[Task prompt]
How many lines in the records below contain the string "skirt"? Reply with the number alone.

[Stored rows]
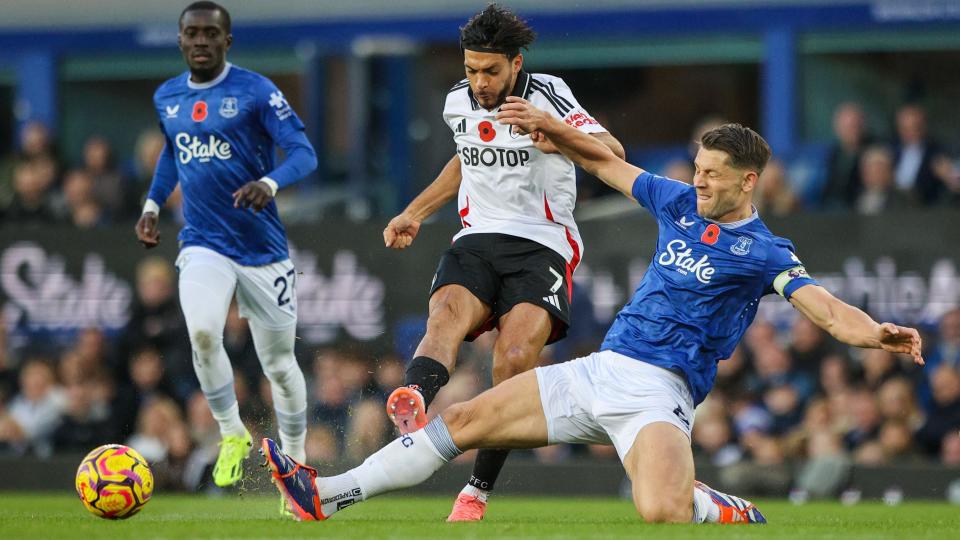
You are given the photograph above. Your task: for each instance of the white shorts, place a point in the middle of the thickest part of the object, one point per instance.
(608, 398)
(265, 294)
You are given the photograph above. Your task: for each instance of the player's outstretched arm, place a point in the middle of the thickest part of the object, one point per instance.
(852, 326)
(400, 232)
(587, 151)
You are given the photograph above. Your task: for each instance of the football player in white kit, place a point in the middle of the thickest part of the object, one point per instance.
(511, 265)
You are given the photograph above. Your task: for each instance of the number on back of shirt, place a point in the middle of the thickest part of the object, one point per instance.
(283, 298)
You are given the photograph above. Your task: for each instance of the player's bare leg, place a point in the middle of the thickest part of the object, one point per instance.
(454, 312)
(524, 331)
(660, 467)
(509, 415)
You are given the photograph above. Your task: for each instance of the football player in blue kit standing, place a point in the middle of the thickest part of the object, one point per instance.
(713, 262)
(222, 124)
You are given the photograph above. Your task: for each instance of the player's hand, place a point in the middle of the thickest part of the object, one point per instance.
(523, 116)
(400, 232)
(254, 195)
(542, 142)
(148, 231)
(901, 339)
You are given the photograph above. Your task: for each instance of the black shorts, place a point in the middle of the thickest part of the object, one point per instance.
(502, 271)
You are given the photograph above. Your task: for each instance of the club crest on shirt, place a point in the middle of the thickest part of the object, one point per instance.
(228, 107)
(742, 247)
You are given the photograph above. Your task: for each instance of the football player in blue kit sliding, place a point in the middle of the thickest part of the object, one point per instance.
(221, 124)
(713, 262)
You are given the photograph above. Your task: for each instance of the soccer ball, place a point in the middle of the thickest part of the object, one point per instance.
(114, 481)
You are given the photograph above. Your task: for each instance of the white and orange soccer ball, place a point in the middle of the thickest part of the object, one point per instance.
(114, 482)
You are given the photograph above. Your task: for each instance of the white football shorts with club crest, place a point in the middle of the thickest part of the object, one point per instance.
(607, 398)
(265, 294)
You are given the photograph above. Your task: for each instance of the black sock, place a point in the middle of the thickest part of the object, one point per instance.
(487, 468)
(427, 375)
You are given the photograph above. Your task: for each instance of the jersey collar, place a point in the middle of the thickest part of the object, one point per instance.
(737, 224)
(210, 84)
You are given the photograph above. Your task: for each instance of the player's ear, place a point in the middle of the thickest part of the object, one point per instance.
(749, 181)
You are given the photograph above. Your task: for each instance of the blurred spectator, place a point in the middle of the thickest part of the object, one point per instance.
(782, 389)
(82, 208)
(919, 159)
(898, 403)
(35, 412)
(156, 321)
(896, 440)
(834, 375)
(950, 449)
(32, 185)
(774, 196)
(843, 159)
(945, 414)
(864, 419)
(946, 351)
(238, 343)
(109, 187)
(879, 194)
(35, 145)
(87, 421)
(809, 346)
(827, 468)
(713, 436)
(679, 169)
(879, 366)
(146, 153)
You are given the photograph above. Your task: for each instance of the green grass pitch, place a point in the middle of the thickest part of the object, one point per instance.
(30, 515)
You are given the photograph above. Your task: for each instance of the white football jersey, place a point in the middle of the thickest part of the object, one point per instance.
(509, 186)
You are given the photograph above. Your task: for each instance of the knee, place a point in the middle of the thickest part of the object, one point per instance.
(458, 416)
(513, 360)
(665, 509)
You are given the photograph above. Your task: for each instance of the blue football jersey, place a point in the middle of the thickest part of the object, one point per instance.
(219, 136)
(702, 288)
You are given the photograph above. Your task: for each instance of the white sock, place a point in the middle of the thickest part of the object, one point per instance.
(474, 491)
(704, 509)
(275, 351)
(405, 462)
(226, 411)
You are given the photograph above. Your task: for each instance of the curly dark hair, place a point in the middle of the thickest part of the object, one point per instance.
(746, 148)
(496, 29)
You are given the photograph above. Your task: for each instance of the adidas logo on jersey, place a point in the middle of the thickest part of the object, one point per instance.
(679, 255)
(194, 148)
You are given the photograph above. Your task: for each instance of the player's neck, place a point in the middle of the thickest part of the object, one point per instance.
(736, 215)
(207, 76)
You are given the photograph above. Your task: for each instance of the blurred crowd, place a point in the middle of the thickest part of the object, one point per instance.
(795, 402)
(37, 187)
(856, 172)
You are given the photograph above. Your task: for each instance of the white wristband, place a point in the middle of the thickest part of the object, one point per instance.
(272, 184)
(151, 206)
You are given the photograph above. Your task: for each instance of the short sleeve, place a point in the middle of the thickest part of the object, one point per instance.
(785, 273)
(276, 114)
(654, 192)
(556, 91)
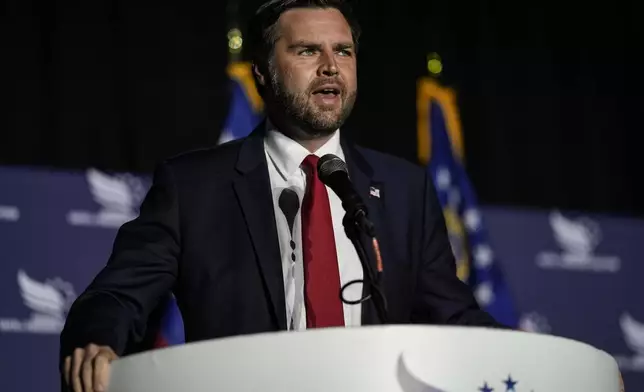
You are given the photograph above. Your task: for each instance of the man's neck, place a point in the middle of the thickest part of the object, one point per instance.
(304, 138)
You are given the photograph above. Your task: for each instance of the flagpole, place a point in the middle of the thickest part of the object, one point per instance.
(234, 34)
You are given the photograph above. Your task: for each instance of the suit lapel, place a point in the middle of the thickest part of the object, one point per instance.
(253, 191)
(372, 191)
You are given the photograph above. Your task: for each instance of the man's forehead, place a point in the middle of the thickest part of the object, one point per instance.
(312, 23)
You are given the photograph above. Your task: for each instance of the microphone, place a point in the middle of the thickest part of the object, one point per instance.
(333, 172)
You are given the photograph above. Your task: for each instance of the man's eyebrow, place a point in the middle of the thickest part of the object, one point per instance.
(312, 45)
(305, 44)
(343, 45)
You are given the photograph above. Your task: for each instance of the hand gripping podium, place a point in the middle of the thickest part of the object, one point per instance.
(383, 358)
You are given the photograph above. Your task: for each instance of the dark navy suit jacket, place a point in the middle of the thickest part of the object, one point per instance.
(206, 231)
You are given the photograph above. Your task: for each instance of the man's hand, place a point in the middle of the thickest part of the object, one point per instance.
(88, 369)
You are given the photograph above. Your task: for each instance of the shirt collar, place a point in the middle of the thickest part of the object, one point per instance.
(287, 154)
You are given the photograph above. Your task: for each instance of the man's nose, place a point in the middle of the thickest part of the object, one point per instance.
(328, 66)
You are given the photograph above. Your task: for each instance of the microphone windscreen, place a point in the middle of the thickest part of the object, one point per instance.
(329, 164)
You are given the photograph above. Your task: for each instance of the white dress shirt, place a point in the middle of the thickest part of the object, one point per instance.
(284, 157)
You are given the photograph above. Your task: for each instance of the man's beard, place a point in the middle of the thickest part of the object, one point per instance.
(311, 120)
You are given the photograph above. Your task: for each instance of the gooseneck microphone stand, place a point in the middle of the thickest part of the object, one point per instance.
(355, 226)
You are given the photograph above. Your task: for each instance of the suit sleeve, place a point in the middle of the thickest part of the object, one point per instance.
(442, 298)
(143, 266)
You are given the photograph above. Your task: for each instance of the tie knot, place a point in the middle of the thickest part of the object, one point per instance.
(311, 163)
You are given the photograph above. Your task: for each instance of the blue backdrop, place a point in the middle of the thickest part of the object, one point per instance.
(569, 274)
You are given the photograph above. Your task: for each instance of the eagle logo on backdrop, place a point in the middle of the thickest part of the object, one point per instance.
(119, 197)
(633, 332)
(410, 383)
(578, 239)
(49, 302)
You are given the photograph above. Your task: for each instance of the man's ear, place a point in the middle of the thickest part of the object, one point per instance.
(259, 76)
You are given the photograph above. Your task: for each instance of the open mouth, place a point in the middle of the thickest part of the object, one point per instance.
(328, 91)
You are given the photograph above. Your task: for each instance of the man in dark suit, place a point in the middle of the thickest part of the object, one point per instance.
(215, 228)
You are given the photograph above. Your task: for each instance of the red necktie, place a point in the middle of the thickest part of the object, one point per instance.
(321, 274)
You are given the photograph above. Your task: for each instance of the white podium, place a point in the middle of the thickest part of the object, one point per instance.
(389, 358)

...

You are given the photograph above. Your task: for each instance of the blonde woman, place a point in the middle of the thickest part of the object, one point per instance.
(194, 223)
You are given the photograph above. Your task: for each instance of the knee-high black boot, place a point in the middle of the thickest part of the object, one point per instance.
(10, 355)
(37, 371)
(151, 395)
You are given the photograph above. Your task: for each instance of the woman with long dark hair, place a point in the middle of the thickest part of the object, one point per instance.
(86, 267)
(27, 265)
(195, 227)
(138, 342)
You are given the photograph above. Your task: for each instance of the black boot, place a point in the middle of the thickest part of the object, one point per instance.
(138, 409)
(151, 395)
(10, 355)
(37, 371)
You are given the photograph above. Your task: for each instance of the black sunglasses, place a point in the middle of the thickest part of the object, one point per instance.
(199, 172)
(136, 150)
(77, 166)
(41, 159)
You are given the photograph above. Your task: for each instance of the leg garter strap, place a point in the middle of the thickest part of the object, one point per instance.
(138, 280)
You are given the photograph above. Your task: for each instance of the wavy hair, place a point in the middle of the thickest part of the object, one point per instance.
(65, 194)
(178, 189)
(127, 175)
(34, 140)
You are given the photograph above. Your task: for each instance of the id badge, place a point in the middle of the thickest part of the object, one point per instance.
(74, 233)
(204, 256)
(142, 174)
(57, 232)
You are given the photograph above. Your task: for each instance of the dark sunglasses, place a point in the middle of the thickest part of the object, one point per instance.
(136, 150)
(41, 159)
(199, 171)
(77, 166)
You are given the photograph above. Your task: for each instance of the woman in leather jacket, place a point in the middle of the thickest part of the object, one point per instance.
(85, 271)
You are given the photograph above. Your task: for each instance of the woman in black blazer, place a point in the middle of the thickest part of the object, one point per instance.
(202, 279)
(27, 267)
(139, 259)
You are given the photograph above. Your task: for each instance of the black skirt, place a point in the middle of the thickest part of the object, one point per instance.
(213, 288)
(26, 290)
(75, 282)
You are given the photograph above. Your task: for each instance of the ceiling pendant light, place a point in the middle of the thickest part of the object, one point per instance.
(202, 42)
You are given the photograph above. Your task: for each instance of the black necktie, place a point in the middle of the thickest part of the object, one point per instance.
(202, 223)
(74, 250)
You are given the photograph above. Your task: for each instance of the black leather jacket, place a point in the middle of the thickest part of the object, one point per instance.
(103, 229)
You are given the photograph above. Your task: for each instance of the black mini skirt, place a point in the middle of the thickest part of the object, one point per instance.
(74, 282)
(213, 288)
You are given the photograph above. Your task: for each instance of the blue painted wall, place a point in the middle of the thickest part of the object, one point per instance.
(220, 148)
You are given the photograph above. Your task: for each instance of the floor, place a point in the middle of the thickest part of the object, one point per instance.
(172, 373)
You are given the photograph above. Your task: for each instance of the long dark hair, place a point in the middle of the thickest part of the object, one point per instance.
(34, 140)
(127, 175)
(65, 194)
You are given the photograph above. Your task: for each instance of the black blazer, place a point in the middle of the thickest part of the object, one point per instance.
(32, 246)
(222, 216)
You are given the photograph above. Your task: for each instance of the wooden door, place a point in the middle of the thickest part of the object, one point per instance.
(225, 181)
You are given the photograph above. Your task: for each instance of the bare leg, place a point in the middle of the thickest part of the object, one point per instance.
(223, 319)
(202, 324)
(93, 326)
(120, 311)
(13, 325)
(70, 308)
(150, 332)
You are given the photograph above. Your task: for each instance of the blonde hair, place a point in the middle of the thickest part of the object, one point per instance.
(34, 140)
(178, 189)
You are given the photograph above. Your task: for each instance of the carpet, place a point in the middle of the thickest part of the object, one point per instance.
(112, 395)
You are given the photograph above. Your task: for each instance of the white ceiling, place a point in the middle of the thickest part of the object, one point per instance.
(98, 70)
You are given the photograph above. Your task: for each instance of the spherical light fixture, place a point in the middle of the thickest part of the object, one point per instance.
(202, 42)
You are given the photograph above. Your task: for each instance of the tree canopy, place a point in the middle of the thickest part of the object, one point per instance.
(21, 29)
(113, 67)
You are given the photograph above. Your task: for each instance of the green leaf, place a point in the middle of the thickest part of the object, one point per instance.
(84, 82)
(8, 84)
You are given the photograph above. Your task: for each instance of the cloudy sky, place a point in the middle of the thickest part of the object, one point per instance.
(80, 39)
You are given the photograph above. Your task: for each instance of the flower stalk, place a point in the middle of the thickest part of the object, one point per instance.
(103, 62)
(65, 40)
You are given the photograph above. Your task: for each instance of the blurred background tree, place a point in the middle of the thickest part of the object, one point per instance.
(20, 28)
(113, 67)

[Reply]
2